Continue the chickenpox passage, starting after its final sentence.

- **Quoted passage**:
══════

Other potentially serious chickenpox complications can include:
- bacterial skin infections
- brain inflammation, called encephalitis
- severe bleeding
- severe infection in the bloodstream, called sepsis
Some people with chickenpox require hospitalization. They may need extra oxygen to help them breathe or antibiotics to treat bacterial skin or bloodstream infections.
Anyone with concerns about chickenpox complications should speak with a doctor about preventive measures and treatments. A doctor can also advise about getting a chickenpox vaccination.
The chickenpox virus can travel in many ways. It can spread through respiratory droplets, when a person sneezes, for example, or through to contact with blisters. This is why the virus is so contagious.
Any adult who is not immune and who comes in contact with an infected person is at risk.
Even when a person no longer has chickenpox symptoms, the virus remains in their system. It can reactivate later and cause shingles.
Shingles is a painful condition that can cause itchy, burning lesions. A person who has never had chickenpox can get shingles by coming into contact with shingles lesions.
After a person has been exposed to the chickenpox virus, it takes several days for symptoms to develop. Below, we describe how the virus gets into the body and causes symptoms:
Chickenpox can travel via respiratory droplets or through direct contact with an infected person’s saliva, tears, or fluid from a chickenpox blister.
A person with the infection can spread the virus as early as 2 days before they develop chickenpox lesions.
After the virus has been in the body for about 4–6 days, it begins to replicate in the lymph nodes.
The average incubation period before a person develops symptoms is 14–16 days.

══════

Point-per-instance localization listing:

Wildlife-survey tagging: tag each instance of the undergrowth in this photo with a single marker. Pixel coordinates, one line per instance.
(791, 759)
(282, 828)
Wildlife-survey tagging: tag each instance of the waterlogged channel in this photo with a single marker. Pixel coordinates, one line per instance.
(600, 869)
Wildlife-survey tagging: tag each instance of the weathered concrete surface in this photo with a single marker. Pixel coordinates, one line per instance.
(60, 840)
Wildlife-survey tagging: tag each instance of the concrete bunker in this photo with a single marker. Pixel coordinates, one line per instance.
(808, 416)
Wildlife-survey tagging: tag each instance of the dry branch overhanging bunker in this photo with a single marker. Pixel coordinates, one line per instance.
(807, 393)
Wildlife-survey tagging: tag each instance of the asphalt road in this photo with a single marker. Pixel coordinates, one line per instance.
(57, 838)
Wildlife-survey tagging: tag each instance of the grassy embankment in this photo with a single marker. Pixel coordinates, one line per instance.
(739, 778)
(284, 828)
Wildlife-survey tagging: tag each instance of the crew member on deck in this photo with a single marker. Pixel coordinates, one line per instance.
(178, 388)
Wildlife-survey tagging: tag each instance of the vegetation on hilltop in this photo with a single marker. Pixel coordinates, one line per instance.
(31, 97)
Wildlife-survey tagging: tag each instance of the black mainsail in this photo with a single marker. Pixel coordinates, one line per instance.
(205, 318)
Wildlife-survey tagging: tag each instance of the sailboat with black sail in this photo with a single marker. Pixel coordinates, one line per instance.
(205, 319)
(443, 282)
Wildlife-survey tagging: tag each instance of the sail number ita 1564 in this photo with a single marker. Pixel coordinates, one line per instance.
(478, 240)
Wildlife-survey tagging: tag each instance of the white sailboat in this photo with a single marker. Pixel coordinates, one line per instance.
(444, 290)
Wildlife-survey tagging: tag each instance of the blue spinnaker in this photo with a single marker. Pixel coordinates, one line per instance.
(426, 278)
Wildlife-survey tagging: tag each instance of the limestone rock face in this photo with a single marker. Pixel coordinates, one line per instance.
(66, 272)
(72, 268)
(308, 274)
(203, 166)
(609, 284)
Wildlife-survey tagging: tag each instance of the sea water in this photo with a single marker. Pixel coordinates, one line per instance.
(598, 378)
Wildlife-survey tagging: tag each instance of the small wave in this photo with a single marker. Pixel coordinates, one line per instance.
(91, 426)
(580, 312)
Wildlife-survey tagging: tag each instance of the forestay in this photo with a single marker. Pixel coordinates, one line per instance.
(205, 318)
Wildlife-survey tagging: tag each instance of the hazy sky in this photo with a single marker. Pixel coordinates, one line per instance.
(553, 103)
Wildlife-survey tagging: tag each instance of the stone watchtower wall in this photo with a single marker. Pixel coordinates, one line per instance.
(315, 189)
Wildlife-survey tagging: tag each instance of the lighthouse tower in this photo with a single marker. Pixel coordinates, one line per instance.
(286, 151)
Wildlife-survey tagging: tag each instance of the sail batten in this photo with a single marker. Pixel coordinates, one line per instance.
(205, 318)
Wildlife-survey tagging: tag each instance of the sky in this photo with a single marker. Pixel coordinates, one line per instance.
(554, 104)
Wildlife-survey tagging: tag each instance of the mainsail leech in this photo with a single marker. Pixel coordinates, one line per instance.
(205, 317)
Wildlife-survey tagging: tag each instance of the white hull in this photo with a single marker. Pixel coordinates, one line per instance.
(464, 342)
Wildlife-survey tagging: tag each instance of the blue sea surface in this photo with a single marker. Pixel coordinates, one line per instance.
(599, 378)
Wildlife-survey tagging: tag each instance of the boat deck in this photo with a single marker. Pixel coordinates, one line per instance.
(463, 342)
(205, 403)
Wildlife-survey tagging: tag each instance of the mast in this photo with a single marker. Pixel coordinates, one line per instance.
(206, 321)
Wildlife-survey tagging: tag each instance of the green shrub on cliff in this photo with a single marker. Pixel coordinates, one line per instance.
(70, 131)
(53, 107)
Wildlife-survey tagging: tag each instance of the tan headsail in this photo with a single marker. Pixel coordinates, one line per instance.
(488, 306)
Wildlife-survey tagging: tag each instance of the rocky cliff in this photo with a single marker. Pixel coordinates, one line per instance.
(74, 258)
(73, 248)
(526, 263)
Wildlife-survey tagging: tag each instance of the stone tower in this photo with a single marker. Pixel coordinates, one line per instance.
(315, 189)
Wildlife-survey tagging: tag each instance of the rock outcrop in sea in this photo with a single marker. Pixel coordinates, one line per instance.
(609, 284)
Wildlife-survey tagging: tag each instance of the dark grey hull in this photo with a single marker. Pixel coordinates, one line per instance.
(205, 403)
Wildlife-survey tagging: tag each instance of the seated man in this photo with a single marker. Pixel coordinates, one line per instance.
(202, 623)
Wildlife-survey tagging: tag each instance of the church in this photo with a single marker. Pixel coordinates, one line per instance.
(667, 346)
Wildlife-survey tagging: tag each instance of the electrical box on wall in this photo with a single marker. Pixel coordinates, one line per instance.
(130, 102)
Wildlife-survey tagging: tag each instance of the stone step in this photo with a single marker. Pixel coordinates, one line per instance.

══════

- **Answer for the task**:
A person typically starts to develop symptoms of a viral illness about 14–16 days after their initial exposure to the chickenpox virus.
These symptoms tend to include fatigue, a runny nose, and a cough.
Several days after a person first experiences symptoms of a viral illness, the virus disseminates through the body via the blood vessels, leading to chickenpox blisters.
According to an article in the Journal of Investigative Medicine: High Impact Case Reports, most people start to see chickenpox blisters on their skin 10–21 days after the virus entered their bodies.
Usually, a person cannot pass on the infection once their lesions have crusted over and they no longer have a fever.
Chickenpox rates have reduced among all age groups because of the chickenpox vaccine.
Doctors usually give the vaccine in two doses. A child typically receives the first vaccine when they are 12–15 months old and the second at 4–6 years of age.
One vaccine, called ProQuad, contains vaccinations for measles, mumps, rubella, and chickenpox. Adults and children ages 12 years and older usually receive a chickenpox vaccine called Varivax, which only prevents chickenpox.
Adults can receive a chickenpox vaccine if they have never had chickenpox or if they were not vaccinated as children.
The CDC recommend the vaccine for the following adults, in particular:
- childcare workers, such as teachers
- college students
- females of childbearing age
- healthcare workers
- international travelers
- military personnel
- nursing home residents and workers
- others who care for people with weakened immune systems
Doctors do not usually recommend that pregnant women get the chickenpox vaccine. This is because the vaccine contains live viruses that can affect pregnancy.
If a pregnant woman has a high risk of chickenpox but has never gotten it, the doctor may inject a medication that can help protect her immune system against chickenpox.
Also, a person can get the chickenpox vaccine if they have never had chickenpox but were recently exposed to it. The CDC recommend vaccination 3–5 days after exposure to chickenpox.
Because of the chickenpox vaccine, the condition is now highly preventable. Most adults can get the chickenpox vaccine.
If a person has chickenpox, taking acyclovir, supportive treatments, or both can help reduce the symptoms.
Anyone who thinks that they may have chickenpox should consult a doctor, who can also address any other concerns about the virus.